## Tarea planteada A
En el fragmento sobre la secta de los monótonos, ¿a qué puede hacer referencia la rueda y por qué se asocia con la repetición? Explícalo en una a tres oraciones.
───── Fragmento del texto
Un siglo después de aquellos primeros acontecimientos, una secta nacida a orillas del Danubio, los monótonos, también llamados los anulares[6], e incluso los heréticos de la rueda, defendieron que la Historia es un círculo, nada es que no haya sido y que no será. La rueda y la serpiente desplazaron a la cruz, sentencia la voz narradora. La rueda puede hacer referencia a la Fortuna, de la que el ser humano no puede escapar y, conforme rueda, repite estados. La serpiente, en la tradición judeo-cristiana, representa la sabiduría y la eternidad, pero en el Antiguo Testamento también representa la tentación, la muerte y la oscuridad[7].
──────────
───── Registros proporcionados
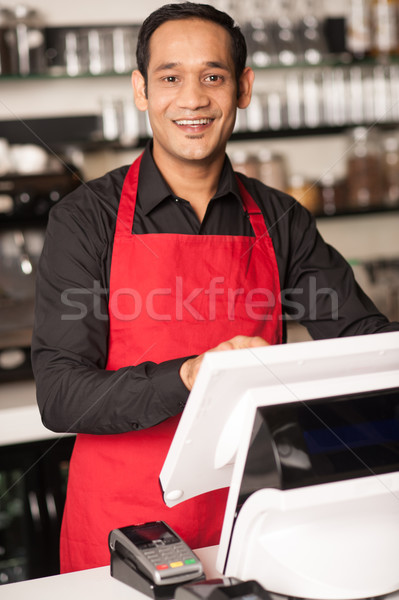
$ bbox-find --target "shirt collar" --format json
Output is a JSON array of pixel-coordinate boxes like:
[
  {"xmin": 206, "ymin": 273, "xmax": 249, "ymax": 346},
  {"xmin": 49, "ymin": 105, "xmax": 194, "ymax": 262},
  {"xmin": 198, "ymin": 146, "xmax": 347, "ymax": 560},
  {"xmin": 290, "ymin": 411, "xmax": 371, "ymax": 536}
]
[{"xmin": 138, "ymin": 142, "xmax": 242, "ymax": 215}]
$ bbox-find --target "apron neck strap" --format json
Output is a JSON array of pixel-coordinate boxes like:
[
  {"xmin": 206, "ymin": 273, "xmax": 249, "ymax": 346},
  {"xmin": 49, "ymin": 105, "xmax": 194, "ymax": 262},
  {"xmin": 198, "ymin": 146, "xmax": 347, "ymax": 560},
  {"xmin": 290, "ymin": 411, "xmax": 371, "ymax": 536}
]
[
  {"xmin": 236, "ymin": 174, "xmax": 267, "ymax": 238},
  {"xmin": 115, "ymin": 153, "xmax": 267, "ymax": 237}
]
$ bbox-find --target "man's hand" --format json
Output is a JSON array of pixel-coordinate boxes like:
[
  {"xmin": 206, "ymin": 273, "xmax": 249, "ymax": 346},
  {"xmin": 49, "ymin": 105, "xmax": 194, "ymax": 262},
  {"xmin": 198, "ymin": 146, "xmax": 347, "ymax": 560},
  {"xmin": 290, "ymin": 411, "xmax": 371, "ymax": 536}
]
[{"xmin": 180, "ymin": 335, "xmax": 269, "ymax": 391}]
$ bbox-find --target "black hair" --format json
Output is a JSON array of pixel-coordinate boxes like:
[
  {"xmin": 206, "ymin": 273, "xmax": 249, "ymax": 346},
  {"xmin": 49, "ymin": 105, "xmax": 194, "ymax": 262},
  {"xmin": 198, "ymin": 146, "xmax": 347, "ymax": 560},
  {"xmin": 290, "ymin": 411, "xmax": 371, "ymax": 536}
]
[{"xmin": 136, "ymin": 2, "xmax": 247, "ymax": 93}]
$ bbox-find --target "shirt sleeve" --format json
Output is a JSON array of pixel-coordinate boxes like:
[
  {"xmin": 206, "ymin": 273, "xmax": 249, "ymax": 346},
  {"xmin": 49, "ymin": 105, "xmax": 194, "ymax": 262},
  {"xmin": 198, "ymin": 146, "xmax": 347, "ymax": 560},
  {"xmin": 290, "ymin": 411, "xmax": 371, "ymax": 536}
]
[
  {"xmin": 282, "ymin": 202, "xmax": 399, "ymax": 339},
  {"xmin": 32, "ymin": 180, "xmax": 188, "ymax": 434}
]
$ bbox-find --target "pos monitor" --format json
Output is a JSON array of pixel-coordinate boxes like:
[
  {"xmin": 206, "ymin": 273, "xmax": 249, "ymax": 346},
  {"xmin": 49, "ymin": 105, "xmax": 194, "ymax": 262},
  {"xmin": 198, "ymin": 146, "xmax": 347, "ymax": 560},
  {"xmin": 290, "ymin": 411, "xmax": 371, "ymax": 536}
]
[{"xmin": 160, "ymin": 332, "xmax": 399, "ymax": 600}]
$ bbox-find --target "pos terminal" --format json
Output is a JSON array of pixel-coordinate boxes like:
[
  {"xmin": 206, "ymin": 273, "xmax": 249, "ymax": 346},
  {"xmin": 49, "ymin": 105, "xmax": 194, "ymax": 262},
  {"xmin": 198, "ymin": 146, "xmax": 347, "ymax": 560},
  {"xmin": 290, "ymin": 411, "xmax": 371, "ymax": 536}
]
[{"xmin": 160, "ymin": 332, "xmax": 399, "ymax": 600}]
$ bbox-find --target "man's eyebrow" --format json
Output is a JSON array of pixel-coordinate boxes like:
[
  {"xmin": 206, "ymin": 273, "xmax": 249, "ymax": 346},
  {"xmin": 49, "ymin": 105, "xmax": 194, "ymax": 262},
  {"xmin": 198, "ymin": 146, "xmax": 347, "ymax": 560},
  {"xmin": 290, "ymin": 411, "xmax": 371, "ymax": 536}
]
[
  {"xmin": 154, "ymin": 63, "xmax": 181, "ymax": 73},
  {"xmin": 154, "ymin": 60, "xmax": 229, "ymax": 73}
]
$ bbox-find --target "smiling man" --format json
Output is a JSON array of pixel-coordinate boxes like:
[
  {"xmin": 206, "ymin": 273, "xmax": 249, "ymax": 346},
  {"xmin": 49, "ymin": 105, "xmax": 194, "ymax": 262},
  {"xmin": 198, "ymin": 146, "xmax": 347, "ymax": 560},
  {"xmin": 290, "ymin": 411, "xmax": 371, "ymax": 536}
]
[{"xmin": 32, "ymin": 3, "xmax": 399, "ymax": 571}]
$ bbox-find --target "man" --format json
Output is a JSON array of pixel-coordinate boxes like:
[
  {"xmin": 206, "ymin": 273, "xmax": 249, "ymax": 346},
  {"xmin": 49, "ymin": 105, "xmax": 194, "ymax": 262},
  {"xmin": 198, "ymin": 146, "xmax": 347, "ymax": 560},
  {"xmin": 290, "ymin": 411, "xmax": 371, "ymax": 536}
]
[{"xmin": 32, "ymin": 3, "xmax": 399, "ymax": 571}]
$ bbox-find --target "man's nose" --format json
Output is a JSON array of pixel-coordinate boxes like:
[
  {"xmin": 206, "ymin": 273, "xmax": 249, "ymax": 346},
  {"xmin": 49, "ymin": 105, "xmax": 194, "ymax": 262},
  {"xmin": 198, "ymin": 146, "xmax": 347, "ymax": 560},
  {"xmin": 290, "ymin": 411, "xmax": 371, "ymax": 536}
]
──────────
## Tarea planteada B
Localiza, por favor, todas las líneas de los registros que contengan la cadena "find" y cópialas sin cambios.

## Resultado A
La rueda puede hacer referencia a la Fortuna, de la que el ser humano no puede escapar. Se asocia con la repetición porque, conforme rueda, repite estados.

## Resultado B
$ bbox-find --target "shirt collar" --format json
$ bbox-find --target "apron neck strap" --format json
$ bbox-find --target "man's hand" --format json
$ bbox-find --target "black hair" --format json
$ bbox-find --target "shirt sleeve" --format json
$ bbox-find --target "pos monitor" --format json
$ bbox-find --target "pos terminal" --format json
$ bbox-find --target "man's eyebrow" --format json
$ bbox-find --target "smiling man" --format json
$ bbox-find --target "man" --format json
$ bbox-find --target "man's nose" --format json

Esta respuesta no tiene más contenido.